__Passage__
---+---

Opening Ceremony will be 'both spectacular and deeply human'
The Paralympic Opening Ceremony will be an "exquisite journey of discovery" with Professor Stephen Hawking as a guide, its co-artistic director has said.
The Big Bang theory scientist, who has motor neurone disease, is appearing live at the curtain raiser in the Olympic Stadium in Stratford, east London.
Empowerment and challenging perceptions are some of the themes of the show, called Enlightenment, which also stars Sir Ian McKellen and references Shakespeare's The Tempest.
The spectacular Opening Ceremony will feature a host of deaf and disabled artists, local children and performers newly trained in circus skills.
Many details have been kept under wraps, but Bradley Hemmings, who has been responsible for its organisation alongside fellow artistic director Jenny Sealey, promised it would be "both spectacular and deeply human".

---+---

__Data below__
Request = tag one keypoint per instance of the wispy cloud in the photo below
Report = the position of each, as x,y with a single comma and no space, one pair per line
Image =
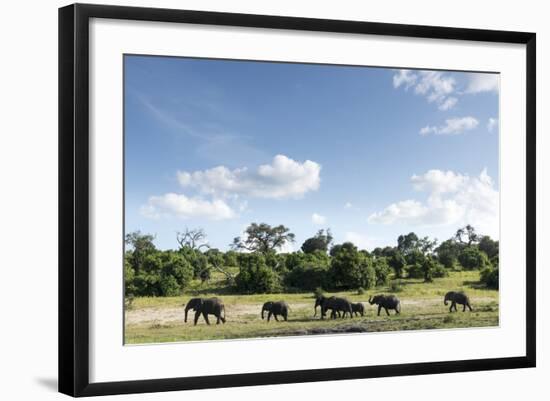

---+---

__About this exercise__
Repeat, word for word, the part of the Paralympic Opening Ceremony article above that opens with the words containing "Opening Ceremony will be 'both" and closes with "Shakespeare's The Tempest.".

__Response__
Opening Ceremony will be 'both spectacular and deeply human'
The Paralympic Opening Ceremony will be an "exquisite journey of discovery" with Professor Stephen Hawking as a guide, its co-artistic director has said.
The Big Bang theory scientist, who has motor neurone disease, is appearing live at the curtain raiser in the Olympic Stadium in Stratford, east London.
Empowerment and challenging perceptions are some of the themes of the show, called Enlightenment, which also stars Sir Ian McKellen and references Shakespeare's The Tempest.